◆ **Passage for review**
--- START ---
The action in effect dismantled what was by far the largest anti-rabies campaign in the region, and led to the Visakhapatnam street dog population reportedly increasing from about 7,000 to as many as 10,000.

At least seven human rabies fatalities and incidents of rabid dogs and even a rabid horse running amok, biting dozens of people, were reported in May 2011 from around a crescent extending from Srikakulam and Parvathipuram in the northernmost panhandle of Andhra Pradesh, above Visakhapatnam, through the Visag and Aruku districts to the west of Visakhapatnam, to Kakinada and Rajamundry, south of Visakhapatnam, along the River Godavari.

Unclear, however, was if the region actually had an increase in rabies cases, or just had heightened awareness of rabies as result of media attention to deaths and dog attacks. The Hindu reported that 20 human rabies deaths occurred in East Godavari in 2010, 42 in 2009, 23 in 2008, and 54 in 2007.

From 1998 to June 2010 the Visakha SPCA sterilized and vaccinated dogs for Visakhapatnam, replacing a corps of for-profit dogcatchers who electrocuted strays, sold dog leather, and responded to losing the dog control contract with a combination of violence and defamatory political attacks.

Persevering to eradicate rabies from the inner metropolis by 2007, the VSPCA gradually extended sterilization and vaccination service into the suburban areas known as the Visakhapatnam Circle, which have approximately quadrupled in human population since the VSPCA program began.

The sterilization and vaccination work was partially subsidized after 2003 by the Indian federal Animal Birth Control program. By the time political control of the Visakhapatnam regional government changed hands in November 2009, the amount of funding involved looked to some of the newly elected GVMC officials like a significant patronage plum to reallocate to supporters.

To keep the ABC contracts, Visakha SPCA founder Pradeep Kumar Nath told ANIMAL PEOPLE, he was asked to pay "astronomical sums" to the parties in power, and to agree to allowing city dogcatchers to dump outside of town any dogs whose behavior produced complaints. Nath refused both conditions. The municipal dogcatchers began dumping dogs outside of town anyway, leading to complaints to local newspapers about problem dogs finding their way back even from 20 miles away, and to dogs being dumped near Nath's home, in the oldest part of the city.
--- END ---
◆ **Stored data entries**
--- START ---
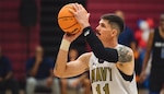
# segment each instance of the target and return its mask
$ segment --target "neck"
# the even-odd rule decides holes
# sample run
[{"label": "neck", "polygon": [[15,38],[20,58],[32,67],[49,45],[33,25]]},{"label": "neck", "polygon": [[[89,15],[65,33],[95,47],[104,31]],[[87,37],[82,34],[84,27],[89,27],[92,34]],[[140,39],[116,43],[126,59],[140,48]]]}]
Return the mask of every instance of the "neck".
[{"label": "neck", "polygon": [[115,48],[118,45],[118,43],[117,43],[116,39],[114,39],[114,40],[112,39],[112,40],[108,40],[108,42],[103,42],[103,45],[106,48]]}]

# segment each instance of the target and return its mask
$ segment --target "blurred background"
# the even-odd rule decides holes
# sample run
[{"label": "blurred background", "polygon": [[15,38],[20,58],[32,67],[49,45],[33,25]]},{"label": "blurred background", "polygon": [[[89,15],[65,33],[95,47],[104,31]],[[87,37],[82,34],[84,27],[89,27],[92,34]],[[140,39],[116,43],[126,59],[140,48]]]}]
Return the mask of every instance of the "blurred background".
[{"label": "blurred background", "polygon": [[[70,2],[79,2],[86,8],[93,28],[98,25],[102,14],[122,11],[126,24],[133,31],[138,43],[136,70],[140,71],[149,35],[147,28],[159,26],[164,0],[0,0],[0,48],[11,61],[20,89],[25,90],[26,60],[35,54],[36,46],[44,48],[45,57],[56,60],[63,34],[57,15],[61,7]],[[79,54],[90,51],[82,37],[72,46],[78,48]],[[141,87],[147,90],[147,84]]]}]

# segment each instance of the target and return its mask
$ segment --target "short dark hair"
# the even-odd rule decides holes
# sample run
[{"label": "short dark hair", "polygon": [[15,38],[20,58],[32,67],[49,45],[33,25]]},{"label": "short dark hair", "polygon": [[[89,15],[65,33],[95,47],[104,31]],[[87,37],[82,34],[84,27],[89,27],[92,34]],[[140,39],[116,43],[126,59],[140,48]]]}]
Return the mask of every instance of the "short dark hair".
[{"label": "short dark hair", "polygon": [[116,14],[109,13],[109,14],[104,14],[101,16],[103,20],[107,20],[109,24],[117,25],[119,32],[121,33],[125,30],[125,23],[124,21]]}]

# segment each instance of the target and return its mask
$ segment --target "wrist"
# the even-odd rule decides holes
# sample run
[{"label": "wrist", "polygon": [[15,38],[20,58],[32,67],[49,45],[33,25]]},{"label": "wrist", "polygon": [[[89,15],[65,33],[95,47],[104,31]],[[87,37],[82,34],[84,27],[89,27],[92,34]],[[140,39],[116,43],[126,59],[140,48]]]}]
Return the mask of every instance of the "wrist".
[{"label": "wrist", "polygon": [[62,39],[61,40],[61,45],[60,45],[60,49],[61,50],[65,50],[65,51],[68,51],[69,50],[69,47],[70,47],[70,42],[67,40],[67,39]]}]

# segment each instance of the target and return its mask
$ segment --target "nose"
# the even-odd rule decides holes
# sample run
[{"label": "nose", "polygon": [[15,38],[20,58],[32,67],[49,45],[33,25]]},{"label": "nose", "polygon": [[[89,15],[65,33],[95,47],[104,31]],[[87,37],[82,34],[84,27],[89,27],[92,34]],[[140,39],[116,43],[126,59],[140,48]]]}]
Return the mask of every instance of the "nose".
[{"label": "nose", "polygon": [[98,31],[98,28],[99,28],[99,25],[97,25],[95,30]]}]

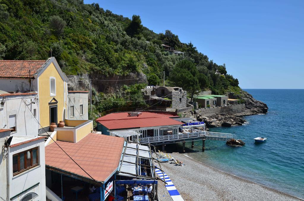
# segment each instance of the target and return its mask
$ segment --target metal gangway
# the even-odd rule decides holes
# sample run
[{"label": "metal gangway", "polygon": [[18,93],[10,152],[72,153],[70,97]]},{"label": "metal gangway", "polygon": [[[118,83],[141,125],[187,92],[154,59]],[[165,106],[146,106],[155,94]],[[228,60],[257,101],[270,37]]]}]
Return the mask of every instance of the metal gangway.
[{"label": "metal gangway", "polygon": [[231,139],[237,139],[233,134],[208,131],[198,131],[185,133],[166,135],[146,138],[140,138],[140,143],[150,143],[155,145],[184,142],[190,141],[201,140],[202,139],[227,141]]}]

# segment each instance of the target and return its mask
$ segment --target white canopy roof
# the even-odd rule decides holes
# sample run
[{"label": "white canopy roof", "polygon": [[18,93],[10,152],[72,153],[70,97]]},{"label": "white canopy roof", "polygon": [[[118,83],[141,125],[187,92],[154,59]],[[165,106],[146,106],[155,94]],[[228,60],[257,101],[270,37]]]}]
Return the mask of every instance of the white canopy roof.
[{"label": "white canopy roof", "polygon": [[110,135],[112,136],[118,136],[122,138],[126,138],[133,135],[139,135],[140,134],[137,130],[119,131],[110,131]]},{"label": "white canopy roof", "polygon": [[[119,172],[118,175],[131,177],[140,178],[141,173],[139,169],[140,166],[140,158],[143,158],[149,160],[150,162],[148,165],[151,166],[152,165],[152,157],[150,154],[149,148],[147,146],[131,143],[127,143],[126,147],[125,146],[125,148],[126,149],[123,157],[120,162],[119,168]],[[127,162],[131,162],[133,163],[137,163],[137,152],[138,153],[139,161],[138,162],[138,165]],[[138,176],[125,173],[122,173],[120,172],[121,172],[130,173],[134,175],[137,175]],[[145,178],[145,179],[147,178]]]}]

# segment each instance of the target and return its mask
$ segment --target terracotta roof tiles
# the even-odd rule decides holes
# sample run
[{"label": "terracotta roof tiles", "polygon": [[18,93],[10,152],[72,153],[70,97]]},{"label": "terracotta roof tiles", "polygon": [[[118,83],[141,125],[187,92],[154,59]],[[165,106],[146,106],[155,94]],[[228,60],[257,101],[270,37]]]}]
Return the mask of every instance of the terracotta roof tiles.
[{"label": "terracotta roof tiles", "polygon": [[[91,133],[77,143],[56,142],[95,179],[102,182],[118,167],[124,138]],[[55,143],[45,148],[45,165],[91,179]]]},{"label": "terracotta roof tiles", "polygon": [[0,78],[26,79],[30,77],[32,78],[46,61],[46,60],[0,60]]},{"label": "terracotta roof tiles", "polygon": [[165,113],[142,112],[138,116],[128,116],[127,112],[112,113],[98,118],[96,121],[110,130],[146,128],[182,124],[172,117],[179,117]]}]

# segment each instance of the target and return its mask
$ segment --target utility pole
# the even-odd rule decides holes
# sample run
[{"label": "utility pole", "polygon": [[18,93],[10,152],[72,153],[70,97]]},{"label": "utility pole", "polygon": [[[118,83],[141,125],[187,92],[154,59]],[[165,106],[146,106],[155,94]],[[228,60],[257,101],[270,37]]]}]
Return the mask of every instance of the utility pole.
[{"label": "utility pole", "polygon": [[165,86],[165,71],[164,71],[164,86]]},{"label": "utility pole", "polygon": [[90,100],[91,103],[91,114],[92,114],[92,80],[90,80]]}]

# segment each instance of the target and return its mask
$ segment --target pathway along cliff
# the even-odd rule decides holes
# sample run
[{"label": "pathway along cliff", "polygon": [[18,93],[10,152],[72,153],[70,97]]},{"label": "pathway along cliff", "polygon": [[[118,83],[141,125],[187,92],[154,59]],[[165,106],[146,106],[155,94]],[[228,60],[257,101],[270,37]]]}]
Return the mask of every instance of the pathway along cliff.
--- END ---
◆ **About this task**
Carry on the account of the Visakhapatnam anti-rabies campaign from its last sentence, writing the next part in the same style.

◆ **Answer to the exercise**
Named GVMC veterinary officer, B. Rammohana Rao announced soon after his appointment that the ABC and anti-rabies vaccination programs would henceforth be done under his auspicies. The programs appear to have been started only after rabies cases were again reported within the GVMC.

ABC India

Nath meanwhile kept the Visakha SPCA veterinary team together by forming ABC India, a teaching-and-training program now deployed against the rabies outbreaks.

"Dog culls have been reported in Rajahmundry, Vizianagram, and surrounding areas," ABC India managing director Lisa Warden told ANIMAL PEOPLE. "ABC India teams are doing anti-rabies vaccination in Rajahmundry in extreme heat and occasional heavy rain. Anti-rabies vaccination has begun in Kakinada. We hope to contribute teams there to expand their capacity. We expect to begin anti-rabies vaccination in Visakhapatnam forthwith. The programs in each locale need to be expanded at the earliest to ensure adequate coverage," Warden said. ABC India has also begun educating against translocating dogs, implicated in spreading rabies from place to place. "Rabies keeps appearing in different places in Andhra Pradesh that are not close enough to each other to be within a dog's regular range," Warden explained. As an unvaccinated dog may incubate and transmit rabies through bites for weeks before active symptoms appear, seemingly healthy dogs are often rabies vectors.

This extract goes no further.